EXTRACTED ENTRIES =

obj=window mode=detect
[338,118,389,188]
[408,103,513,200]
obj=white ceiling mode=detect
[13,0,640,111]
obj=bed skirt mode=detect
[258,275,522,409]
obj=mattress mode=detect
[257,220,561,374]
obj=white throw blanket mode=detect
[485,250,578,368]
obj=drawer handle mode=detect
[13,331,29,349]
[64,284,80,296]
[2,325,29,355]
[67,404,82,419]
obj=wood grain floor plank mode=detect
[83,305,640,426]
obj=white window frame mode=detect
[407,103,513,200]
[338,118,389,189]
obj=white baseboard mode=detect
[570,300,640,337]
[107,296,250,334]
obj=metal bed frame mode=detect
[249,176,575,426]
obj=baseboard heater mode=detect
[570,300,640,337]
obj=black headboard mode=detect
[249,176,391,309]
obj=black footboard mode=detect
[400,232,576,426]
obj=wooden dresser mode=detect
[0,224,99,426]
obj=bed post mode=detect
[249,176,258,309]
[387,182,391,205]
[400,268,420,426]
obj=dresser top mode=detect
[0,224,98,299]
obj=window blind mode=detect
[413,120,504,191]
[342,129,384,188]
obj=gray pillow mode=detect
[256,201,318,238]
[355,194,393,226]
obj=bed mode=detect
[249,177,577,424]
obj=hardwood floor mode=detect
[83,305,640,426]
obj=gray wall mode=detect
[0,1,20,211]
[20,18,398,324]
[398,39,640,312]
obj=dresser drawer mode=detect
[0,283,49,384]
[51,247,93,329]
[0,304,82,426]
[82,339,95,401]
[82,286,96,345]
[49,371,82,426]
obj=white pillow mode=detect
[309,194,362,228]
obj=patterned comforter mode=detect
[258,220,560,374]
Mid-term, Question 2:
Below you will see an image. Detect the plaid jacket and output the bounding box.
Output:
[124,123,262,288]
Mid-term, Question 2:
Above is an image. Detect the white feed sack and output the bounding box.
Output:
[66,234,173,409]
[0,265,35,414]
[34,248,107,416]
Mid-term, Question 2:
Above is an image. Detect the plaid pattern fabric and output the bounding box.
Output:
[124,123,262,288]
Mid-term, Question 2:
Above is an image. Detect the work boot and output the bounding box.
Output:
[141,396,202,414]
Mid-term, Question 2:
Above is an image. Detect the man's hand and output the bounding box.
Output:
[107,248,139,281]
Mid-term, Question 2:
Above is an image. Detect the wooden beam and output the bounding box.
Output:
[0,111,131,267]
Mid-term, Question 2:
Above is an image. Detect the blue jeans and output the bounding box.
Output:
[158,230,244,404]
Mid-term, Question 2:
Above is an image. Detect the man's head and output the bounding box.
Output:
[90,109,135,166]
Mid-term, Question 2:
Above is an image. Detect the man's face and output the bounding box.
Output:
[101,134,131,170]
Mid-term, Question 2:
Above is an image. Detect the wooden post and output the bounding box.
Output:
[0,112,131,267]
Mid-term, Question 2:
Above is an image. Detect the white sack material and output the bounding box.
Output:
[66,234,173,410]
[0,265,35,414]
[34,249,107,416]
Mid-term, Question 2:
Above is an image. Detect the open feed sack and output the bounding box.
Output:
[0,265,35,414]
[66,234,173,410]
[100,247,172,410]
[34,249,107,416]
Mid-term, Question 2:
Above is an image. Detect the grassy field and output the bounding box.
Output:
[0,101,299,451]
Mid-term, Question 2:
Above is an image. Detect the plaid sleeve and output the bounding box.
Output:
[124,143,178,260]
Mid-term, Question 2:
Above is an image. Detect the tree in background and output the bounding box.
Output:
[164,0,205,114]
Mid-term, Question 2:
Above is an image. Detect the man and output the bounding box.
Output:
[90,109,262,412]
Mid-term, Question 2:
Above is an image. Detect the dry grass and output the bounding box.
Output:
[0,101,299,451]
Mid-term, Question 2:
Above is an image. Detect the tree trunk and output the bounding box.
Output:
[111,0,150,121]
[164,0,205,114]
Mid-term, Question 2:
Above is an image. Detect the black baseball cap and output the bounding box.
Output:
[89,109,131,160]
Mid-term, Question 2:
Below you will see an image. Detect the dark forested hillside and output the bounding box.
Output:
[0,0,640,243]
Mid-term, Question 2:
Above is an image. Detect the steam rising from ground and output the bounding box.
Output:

EXERCISE DESCRIPTION = Rewrite every record above, replacing each "Mid-term" with "Midterm" and leaving all other text unchanged.

EXERCISE RESULT =
obj=window mode=detect
[338,118,389,188]
[408,103,513,200]
obj=white ceiling mode=detect
[13,0,640,111]
obj=bed skirt mode=detect
[258,275,522,409]
obj=mattress mode=detect
[257,220,561,374]
obj=white throw blanket mode=detect
[485,250,578,368]
obj=drawer handle mode=detect
[13,331,29,349]
[64,284,80,296]
[2,325,29,355]
[67,404,82,419]
obj=wood grain floor plank mode=detect
[83,305,640,426]
obj=white window frame mode=detect
[407,103,513,200]
[338,118,389,189]
obj=white baseboard mode=detect
[570,300,640,337]
[107,296,250,334]
obj=metal bed frame mode=detect
[249,176,575,426]
obj=baseboard heater mode=detect
[570,300,640,337]
obj=black headboard mode=detect
[249,176,391,309]
obj=black footboard mode=detect
[400,232,576,426]
obj=wooden dresser mode=detect
[0,224,99,426]
obj=bed post mode=detect
[249,176,258,309]
[387,182,391,205]
[400,268,420,426]
obj=dresser top mode=detect
[0,224,98,299]
obj=window blind mode=detect
[413,120,504,191]
[342,129,384,188]
obj=gray pillow mode=detect
[256,201,318,238]
[355,194,393,226]
obj=bed mode=detect
[249,177,577,424]
obj=hardwood floor mode=detect
[83,305,640,426]
obj=gray wall mode=detect
[0,1,20,211]
[20,18,398,324]
[398,39,640,312]
obj=dresser drawer mode=detect
[0,283,49,384]
[51,247,93,329]
[0,304,82,426]
[82,339,95,401]
[82,286,96,345]
[49,371,82,426]
obj=white pillow mode=detect
[309,194,362,228]
obj=patterned comforter mode=detect
[258,220,560,374]
Midterm, Question 2:
Below you will see an image. Detect the plaid jacket and output the bounding box.
Output:
[124,123,262,288]
Midterm, Question 2:
Above is an image. Detect the white feed sack and output the bounding box.
Output:
[66,234,173,409]
[0,265,35,414]
[34,248,107,416]
Midterm, Question 2:
Above is an image. Detect the plaid pattern fabric and output the bounding box.
Output:
[124,123,262,288]
Midterm, Question 2:
Above is an image. Detect the work boot and output the bounding box.
Output:
[141,396,202,414]
Midterm, Question 2:
Above is an image. Detect the man's hand and output the bounding box.
Output:
[107,248,139,281]
Midterm, Question 2:
Above is an image. Detect the wooden beam and output the bounding box.
Output:
[0,111,131,267]
Midterm, Question 2:
Above is an image. Detect the blue jeans and output the bounding box.
Output:
[158,230,244,404]
Midterm, Question 2:
Above is an image. Detect the man's head and output the bounding box.
Output:
[90,109,135,166]
Midterm, Question 2:
Above is an image. Detect the man's face and output the bounding box.
Output:
[101,134,131,170]
Midterm, Question 2:
Above is an image. Detect the wooden post and output the bounding box.
Output:
[0,112,131,267]
Midterm, Question 2:
Above is an image. Detect the white sack material and output the bounding box.
Output:
[66,234,173,410]
[0,265,35,414]
[34,249,107,416]
Midterm, Question 2:
Above is an image. Detect the open feed sack and output the bounding box.
Output:
[0,265,35,414]
[66,234,173,410]
[100,247,172,410]
[34,249,107,416]
Midterm, Question 2:
Above is an image. Detect the grassy field and output the bounding box.
Output:
[0,101,299,451]
Midterm, Question 2:
Above is an image. Detect the plaid sleeve and output the bounding box.
Output:
[124,143,178,260]
Midterm, Question 2:
Above is an image. Detect the tree in background and output the bounding box.
Output:
[164,0,205,114]
Midterm, Question 2:
Above is an image. Detect the man and output the bounding box.
Output:
[90,109,262,412]
Midterm, Question 2:
Above is an image. Detect the dry grass and output the bounding box.
Output:
[0,101,299,451]
Midterm, Question 2:
Above is an image. Detect the tree trunk and output the bounding box.
Output:
[111,0,150,121]
[164,0,205,114]
Midterm, Question 2:
Above is an image. Detect the black baseball cap and output the bounding box.
Output:
[89,109,131,160]
Midterm, Question 2:
Below you will see an image. Detect the dark forested hillside and output the bounding box.
Output:
[0,0,640,243]
Midterm, Question 2:
Above is an image. Detect the steam rising from ground and output the bounding box.
Output:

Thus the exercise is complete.